> **Tasks for this exercise**
- 1) Write out the section of the passage on salesmanship that runs from "I know a successful" to "criticisms and suggestions.".
- 2) Answer these questions using the passage on salesmanship:
(a) What does the successful merchant invite friends to do every little while?
(b) What else does the passage call traveling salesmen?
(c) Which quality does the passage say helps a salesman more than any other?
- 3) Give a continuation of the passage on salesmanship, starting after its final sentence.

* begin Supplied passage *

The extra service for which he is not paid does more in helping this man to get and hold customers than the actual routine for which he receives his salary. Business men who are at a distance from the big centers of trade fully realize what this extra service means to them, and are glad to keep in touch with a helpful, up-to-date salesman.

I know a successful merchant who is so afraid that his business will get into a rut, that his standards will deteriorate through familiarity with his surroundings, that every little while he invites friends to go all through his establishment in order to get the advantage of their fresh impressions, their criticisms and suggestions.

The salesman should always remember that he has an opportunity to pick up a great many new, progressive ideas which customers, who are closely confined to their business or who do not have the time to go about much, would not be likely to know about, and he can render them, as well as himself, a very great service by keeping them posted and up-to-date. Traveling salesmen are also traveling business teachers.

I know of no one quality which will help a salesman so much as an obliging spirit, the desire to be helpful, to accommodate, and to assist buyers.

* end Supplied passage *
* begin Provided information *

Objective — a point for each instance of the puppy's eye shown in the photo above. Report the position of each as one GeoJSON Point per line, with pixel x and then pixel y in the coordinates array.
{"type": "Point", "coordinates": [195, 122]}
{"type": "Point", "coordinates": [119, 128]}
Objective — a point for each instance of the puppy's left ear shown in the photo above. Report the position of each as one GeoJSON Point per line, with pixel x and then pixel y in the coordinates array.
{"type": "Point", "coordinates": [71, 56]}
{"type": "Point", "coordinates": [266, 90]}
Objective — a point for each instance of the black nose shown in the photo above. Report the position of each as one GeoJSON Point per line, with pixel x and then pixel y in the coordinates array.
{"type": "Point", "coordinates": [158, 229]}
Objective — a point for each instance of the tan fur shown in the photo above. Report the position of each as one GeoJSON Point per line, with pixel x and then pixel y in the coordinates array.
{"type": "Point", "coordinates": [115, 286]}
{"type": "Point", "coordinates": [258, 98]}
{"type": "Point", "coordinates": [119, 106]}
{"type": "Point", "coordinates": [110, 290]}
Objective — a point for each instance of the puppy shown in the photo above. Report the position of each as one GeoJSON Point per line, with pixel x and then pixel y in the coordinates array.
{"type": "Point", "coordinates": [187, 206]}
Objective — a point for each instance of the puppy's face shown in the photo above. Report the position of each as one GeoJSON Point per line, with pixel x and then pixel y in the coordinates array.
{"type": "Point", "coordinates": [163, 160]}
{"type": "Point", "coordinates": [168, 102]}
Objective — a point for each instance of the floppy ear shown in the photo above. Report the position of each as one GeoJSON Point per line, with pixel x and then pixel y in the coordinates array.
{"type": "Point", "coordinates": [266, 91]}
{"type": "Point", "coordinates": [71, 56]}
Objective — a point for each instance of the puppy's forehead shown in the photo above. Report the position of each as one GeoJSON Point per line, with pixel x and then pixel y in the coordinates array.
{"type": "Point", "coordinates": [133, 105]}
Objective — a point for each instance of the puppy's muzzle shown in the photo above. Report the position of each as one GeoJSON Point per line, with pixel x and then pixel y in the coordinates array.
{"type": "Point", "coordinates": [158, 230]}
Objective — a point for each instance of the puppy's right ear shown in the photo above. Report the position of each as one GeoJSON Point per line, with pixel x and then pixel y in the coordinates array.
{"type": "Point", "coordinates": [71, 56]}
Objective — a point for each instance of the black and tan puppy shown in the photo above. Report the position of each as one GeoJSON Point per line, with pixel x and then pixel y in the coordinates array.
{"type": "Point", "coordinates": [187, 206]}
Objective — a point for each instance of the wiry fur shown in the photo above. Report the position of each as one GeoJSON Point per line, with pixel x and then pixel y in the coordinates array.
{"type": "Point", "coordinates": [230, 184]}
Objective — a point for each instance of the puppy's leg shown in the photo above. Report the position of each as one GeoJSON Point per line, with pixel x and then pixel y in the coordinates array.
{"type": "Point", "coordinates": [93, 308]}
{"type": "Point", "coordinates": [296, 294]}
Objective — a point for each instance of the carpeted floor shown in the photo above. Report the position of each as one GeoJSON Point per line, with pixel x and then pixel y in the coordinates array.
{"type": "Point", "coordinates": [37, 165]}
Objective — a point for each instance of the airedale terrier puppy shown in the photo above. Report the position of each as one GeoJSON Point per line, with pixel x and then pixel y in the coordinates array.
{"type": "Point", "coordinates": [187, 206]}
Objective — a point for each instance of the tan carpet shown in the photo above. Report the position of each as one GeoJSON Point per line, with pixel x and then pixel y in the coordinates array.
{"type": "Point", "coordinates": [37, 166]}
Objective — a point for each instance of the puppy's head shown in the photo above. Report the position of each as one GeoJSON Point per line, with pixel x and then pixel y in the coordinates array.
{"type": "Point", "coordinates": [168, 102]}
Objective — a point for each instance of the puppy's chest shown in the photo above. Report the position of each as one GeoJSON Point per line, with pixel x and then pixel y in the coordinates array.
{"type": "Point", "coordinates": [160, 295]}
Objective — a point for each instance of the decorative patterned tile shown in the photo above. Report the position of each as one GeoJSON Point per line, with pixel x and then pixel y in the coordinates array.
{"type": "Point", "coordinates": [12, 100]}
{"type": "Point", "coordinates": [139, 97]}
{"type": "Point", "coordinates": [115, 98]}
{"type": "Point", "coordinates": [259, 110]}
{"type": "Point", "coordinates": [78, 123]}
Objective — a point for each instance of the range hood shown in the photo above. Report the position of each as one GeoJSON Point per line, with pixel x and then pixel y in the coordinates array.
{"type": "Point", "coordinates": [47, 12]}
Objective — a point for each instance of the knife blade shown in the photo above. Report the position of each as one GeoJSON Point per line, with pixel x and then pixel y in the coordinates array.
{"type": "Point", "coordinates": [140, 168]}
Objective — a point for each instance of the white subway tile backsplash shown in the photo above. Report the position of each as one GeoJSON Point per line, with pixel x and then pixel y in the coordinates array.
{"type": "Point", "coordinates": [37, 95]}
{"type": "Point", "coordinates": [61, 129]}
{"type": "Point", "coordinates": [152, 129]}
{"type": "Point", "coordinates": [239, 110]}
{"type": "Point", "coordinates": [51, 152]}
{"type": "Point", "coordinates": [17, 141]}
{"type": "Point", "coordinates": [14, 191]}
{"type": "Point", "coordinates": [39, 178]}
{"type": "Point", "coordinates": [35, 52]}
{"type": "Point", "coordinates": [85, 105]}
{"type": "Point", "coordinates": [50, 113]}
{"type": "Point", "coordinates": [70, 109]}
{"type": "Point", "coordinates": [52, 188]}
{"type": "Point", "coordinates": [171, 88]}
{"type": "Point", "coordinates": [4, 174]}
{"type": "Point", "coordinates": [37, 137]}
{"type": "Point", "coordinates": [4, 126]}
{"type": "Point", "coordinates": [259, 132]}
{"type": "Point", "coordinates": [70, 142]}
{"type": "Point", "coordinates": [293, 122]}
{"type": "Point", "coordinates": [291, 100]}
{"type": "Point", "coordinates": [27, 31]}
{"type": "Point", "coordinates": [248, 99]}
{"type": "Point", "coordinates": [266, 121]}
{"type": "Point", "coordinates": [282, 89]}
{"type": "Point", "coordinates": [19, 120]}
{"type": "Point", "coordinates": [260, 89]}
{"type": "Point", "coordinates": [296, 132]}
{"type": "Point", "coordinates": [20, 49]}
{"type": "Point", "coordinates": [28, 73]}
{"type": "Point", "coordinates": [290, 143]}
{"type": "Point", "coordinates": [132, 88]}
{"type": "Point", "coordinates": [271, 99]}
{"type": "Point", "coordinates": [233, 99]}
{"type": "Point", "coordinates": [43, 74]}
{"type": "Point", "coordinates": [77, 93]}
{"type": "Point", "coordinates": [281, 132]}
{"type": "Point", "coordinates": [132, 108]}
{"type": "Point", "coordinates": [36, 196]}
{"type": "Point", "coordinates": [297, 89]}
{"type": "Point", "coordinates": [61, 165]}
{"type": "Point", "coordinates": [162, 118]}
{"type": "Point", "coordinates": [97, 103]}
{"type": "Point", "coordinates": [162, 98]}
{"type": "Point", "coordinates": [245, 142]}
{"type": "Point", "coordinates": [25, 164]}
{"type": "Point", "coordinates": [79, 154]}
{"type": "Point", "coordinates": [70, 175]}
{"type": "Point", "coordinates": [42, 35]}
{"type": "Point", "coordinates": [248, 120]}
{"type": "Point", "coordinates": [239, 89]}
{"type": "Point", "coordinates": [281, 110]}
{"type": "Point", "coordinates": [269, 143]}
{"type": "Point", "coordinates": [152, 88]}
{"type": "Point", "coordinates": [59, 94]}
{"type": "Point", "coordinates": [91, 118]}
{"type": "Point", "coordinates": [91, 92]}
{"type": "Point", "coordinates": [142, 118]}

* end Provided information *

> **Answers to each task**
- 1)
I know a successful merchant who is so afraid that his business will get into a rut, that his standards will deteriorate through familiarity with his surroundings, that every little while he invites friends to go all through his establishment in order to get the advantage of their fresh impressions, their criticisms and suggestions.

- 2)
(a) Go all through his establishment so he can get the advantage of their fresh impressions, criticisms and suggestions.
(b) Traveling business teachers.
(c) An obliging spirit, the desire to be helpful, to accommodate, and to assist buyers.

- 3)
Large jobbing concerns are finding that it is to their own interest to look after the interests of their customers, to aid them in every possible way, such as suggesting attractive ways of advertising, giving them new ideas and suggestions as to the best arrangement of their merchandise and advising them on other important points.

Many large concerns aid their customers financially. Mr. H. N. Higinbotham, Marshall Field’s well-known credit man, was noted for helping customers, especially when they were financially embarrassed. He often assisted them to get mortgages and loans, and, in fact, frequently made personal loans to the customers of his house. Of course affairs of this sort must go to the credit man, but at the same time a salesman often leads up to them, and thus relieves the embarrassment of customers.

Some time ago a manager of a large concern told me that he helped a customer to get a thirty-thousand-dollar mortgage on his property, an accommodation he was not able to get at the bank on a strictly business basis. Many small houses, especially in the West, have come to look upon the jobbing and wholesale houses they trade with as real friends, and whenever they are hard pushed for money they are the first places they go to for help.

Hundreds of Western concerns, through the initiative of the salesman, owe their prosperity to-day to the assistance of the jobbing house which carried them through hard times. When they could not have secured the ready cash they needed upon purely business grounds, firms accommodated through the efforts of a salesman become life customers and a perpetual advertisement for the concern which has helped them, always saying a good word for it whenever possible.

There are a hundred and one small ways in which both wholesale and retail salesmen can accommodate their trade. Be alert to do all these trifling personal favors, which mean so much and cost only a little thoughtfulness.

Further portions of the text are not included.